_Task input_
● ● ●

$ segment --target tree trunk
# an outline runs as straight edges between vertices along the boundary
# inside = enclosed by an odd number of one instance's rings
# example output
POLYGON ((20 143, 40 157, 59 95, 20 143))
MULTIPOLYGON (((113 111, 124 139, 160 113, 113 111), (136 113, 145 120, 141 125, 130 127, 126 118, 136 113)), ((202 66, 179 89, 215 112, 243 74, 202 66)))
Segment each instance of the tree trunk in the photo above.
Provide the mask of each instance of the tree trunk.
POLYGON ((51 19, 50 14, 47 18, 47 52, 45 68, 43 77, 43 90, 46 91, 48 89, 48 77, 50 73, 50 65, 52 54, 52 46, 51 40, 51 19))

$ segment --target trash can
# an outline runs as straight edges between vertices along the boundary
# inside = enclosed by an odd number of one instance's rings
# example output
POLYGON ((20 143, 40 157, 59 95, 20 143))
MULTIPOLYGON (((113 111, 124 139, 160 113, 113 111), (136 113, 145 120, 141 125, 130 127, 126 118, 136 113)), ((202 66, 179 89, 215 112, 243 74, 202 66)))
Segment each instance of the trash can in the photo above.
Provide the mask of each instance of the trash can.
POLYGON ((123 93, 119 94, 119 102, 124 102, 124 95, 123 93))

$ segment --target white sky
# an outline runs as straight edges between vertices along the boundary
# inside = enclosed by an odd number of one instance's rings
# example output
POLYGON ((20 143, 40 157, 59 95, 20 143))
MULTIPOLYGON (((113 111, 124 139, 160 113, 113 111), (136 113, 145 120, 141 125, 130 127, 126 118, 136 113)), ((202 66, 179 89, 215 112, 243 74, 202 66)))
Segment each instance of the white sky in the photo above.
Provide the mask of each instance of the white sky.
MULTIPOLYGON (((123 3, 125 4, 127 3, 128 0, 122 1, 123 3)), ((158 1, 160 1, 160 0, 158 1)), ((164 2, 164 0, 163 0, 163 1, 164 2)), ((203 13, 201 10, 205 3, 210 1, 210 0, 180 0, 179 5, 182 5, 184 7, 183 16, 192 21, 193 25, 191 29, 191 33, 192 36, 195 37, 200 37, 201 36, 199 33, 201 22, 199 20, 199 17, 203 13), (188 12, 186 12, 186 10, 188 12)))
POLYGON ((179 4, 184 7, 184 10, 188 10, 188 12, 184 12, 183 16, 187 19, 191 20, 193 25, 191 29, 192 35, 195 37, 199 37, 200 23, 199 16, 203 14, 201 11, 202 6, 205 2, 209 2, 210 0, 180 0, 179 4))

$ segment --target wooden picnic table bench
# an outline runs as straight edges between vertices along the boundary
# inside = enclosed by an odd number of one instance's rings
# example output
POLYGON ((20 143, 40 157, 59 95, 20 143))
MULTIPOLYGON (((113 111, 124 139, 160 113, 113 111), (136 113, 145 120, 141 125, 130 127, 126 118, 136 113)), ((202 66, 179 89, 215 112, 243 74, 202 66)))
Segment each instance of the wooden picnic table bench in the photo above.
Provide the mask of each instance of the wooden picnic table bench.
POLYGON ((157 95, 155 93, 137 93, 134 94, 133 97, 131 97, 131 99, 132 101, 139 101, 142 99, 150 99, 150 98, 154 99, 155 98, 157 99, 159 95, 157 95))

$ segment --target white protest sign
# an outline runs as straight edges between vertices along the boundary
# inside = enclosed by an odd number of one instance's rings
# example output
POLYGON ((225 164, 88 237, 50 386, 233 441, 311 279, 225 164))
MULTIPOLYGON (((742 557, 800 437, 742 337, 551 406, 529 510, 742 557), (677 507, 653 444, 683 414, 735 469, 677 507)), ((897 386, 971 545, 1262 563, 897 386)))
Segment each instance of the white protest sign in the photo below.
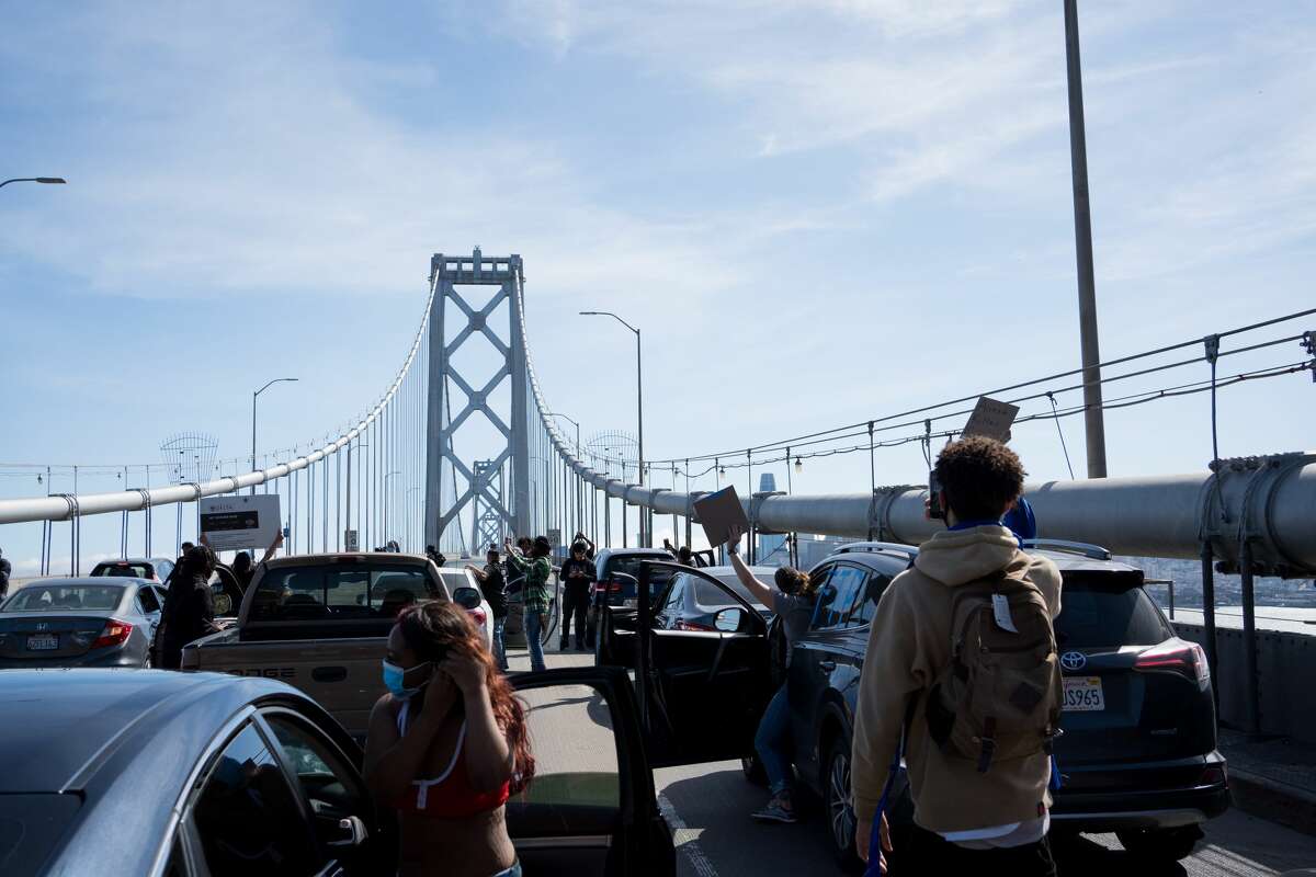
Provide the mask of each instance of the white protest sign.
POLYGON ((1009 427, 1015 423, 1016 414, 1019 414, 1019 405, 979 396, 978 405, 974 406, 974 413, 969 415, 969 422, 965 425, 963 435, 986 435, 998 442, 1008 442, 1009 427))
POLYGON ((282 527, 278 493, 201 500, 201 535, 212 551, 263 551, 282 527))

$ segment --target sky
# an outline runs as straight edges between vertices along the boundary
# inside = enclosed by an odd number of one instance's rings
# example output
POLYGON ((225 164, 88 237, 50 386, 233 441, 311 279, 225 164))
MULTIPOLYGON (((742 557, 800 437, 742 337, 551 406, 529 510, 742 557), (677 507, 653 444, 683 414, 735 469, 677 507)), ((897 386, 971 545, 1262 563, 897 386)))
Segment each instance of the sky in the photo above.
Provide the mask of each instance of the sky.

● ● ●

_Goal of the exercise_
Lay out every line of the records above as a Markdown table with the columns Number and Text, numbering the rows and skipping blank lines. Leave the pictures out of the answer.

_Exercise solution_
| Number | Text |
|---|---|
| 1 | $ segment --target tree trunk |
| 2 | # an outline runs as straight edges between vertices along the boundary |
| 3 | # inside = enclosed by an odd number of one instance's rings |
| 4 | # example output |
| 5 | POLYGON ((20 143, 40 157, 59 95, 20 143)) |
| 6 | MULTIPOLYGON (((113 111, 124 139, 160 113, 113 111), (136 113, 145 120, 141 125, 130 127, 126 118, 136 113)), ((202 66, 179 89, 215 112, 243 74, 202 66))) |
| 7 | Segment each instance of the tree trunk in the photo above. |
| 8 | Provide the mask of each instance of the tree trunk. |
| 9 | POLYGON ((51 19, 50 14, 47 18, 47 52, 45 68, 43 77, 43 90, 46 91, 48 89, 48 77, 50 73, 50 65, 52 54, 52 46, 51 40, 51 19)) |
| 10 | $ segment --target trash can |
| 11 | # an outline runs as straight edges between vertices along the boundary |
| 12 | # inside = enclosed by an odd number of one instance's rings |
| 13 | # example output |
| 14 | POLYGON ((20 143, 40 157, 59 95, 20 143)) |
| 15 | MULTIPOLYGON (((113 111, 124 139, 160 113, 113 111), (136 113, 145 120, 141 125, 130 127, 126 118, 136 113)), ((202 66, 179 89, 215 112, 243 74, 202 66))) |
| 16 | Segment each instance of the trash can in the photo above. |
| 17 | Provide the mask of each instance of the trash can. |
| 18 | POLYGON ((123 93, 119 94, 119 102, 124 102, 124 95, 123 93)) |
| 19 | $ segment --target white sky |
| 20 | # an outline runs as straight edges between vertices along the boundary |
| 21 | # inside = enclosed by an odd number of one instance's rings |
| 22 | # example output |
| 23 | POLYGON ((20 143, 40 157, 59 95, 20 143)) |
| 24 | MULTIPOLYGON (((113 111, 124 139, 160 113, 113 111), (136 113, 145 120, 141 125, 130 127, 126 118, 136 113)), ((202 66, 179 89, 215 112, 243 74, 202 66))) |
| 25 | Segment each instance of the white sky in the photo above. |
| 26 | Provide the mask of each instance of the white sky. |
| 27 | MULTIPOLYGON (((123 3, 125 4, 127 3, 128 0, 122 1, 123 3)), ((158 1, 160 1, 160 0, 158 1)), ((164 2, 164 0, 163 0, 163 1, 164 2)), ((203 13, 201 10, 205 3, 210 1, 210 0, 180 0, 179 5, 182 5, 184 7, 183 16, 192 21, 193 25, 191 29, 191 33, 192 36, 195 37, 200 37, 201 36, 199 33, 201 22, 199 20, 199 17, 203 13), (188 12, 186 12, 186 10, 188 12))) |
| 28 | POLYGON ((179 4, 184 7, 184 10, 188 10, 188 12, 184 12, 183 16, 187 19, 191 20, 193 25, 191 29, 192 35, 195 37, 199 37, 200 23, 199 16, 203 14, 201 11, 202 6, 205 2, 209 2, 210 0, 180 0, 179 4)) |
| 29 | $ segment --target wooden picnic table bench |
| 30 | # an outline runs as straight edges between vertices along the boundary |
| 31 | # inside = enclosed by an odd number of one instance's rings |
| 32 | # example output |
| 33 | POLYGON ((20 143, 40 157, 59 95, 20 143)) |
| 34 | MULTIPOLYGON (((113 111, 124 139, 160 113, 113 111), (136 113, 145 120, 141 125, 130 127, 126 118, 136 113)), ((202 66, 179 89, 215 112, 243 74, 202 66))) |
| 35 | Segment each instance of the wooden picnic table bench in the photo above. |
| 36 | Provide the mask of each instance of the wooden picnic table bench. |
| 37 | POLYGON ((157 95, 155 93, 137 93, 134 94, 133 97, 131 97, 131 99, 132 101, 139 101, 142 99, 150 99, 150 98, 154 99, 155 98, 157 99, 159 95, 157 95)) |
| 38 | $ segment --target white protest sign |
| 39 | # an outline runs as straight edges between vertices along the boundary |
| 40 | # inside = enclosed by an odd number of one instance's rings |
| 41 | # example output |
| 42 | POLYGON ((225 164, 88 237, 50 386, 233 441, 311 279, 225 164)) |
| 43 | MULTIPOLYGON (((742 557, 800 437, 742 337, 551 406, 529 510, 742 557), (677 507, 653 444, 683 414, 735 469, 677 507)), ((897 386, 971 545, 1262 563, 897 386))) |
| 44 | Segment each instance of the white protest sign in the photo below. |
| 45 | Provide the mask of each instance of the white protest sign. |
| 46 | POLYGON ((1009 427, 1015 423, 1016 414, 1019 414, 1019 405, 979 396, 978 405, 974 406, 974 413, 969 415, 969 422, 965 425, 963 435, 986 435, 998 442, 1008 442, 1009 427)) |
| 47 | POLYGON ((282 527, 278 493, 201 500, 201 535, 212 551, 263 551, 282 527)) |
| 48 | $ segment --target sky |
| 49 | # an outline runs as straight edges between vertices along the boundary |
| 50 | # inside = enclosed by an odd number of one instance's rings |
| 51 | # example output |
| 52 | POLYGON ((225 164, 88 237, 50 386, 233 441, 311 279, 225 164)) |
| 53 | MULTIPOLYGON (((742 557, 800 437, 742 337, 551 406, 529 510, 742 557), (677 507, 653 444, 683 414, 735 469, 677 507)), ((897 386, 971 545, 1262 563, 897 386))) |
| 54 | Segment each instance of the sky in the photo above. |
| 55 | Provide the mask of each instance of the sky. |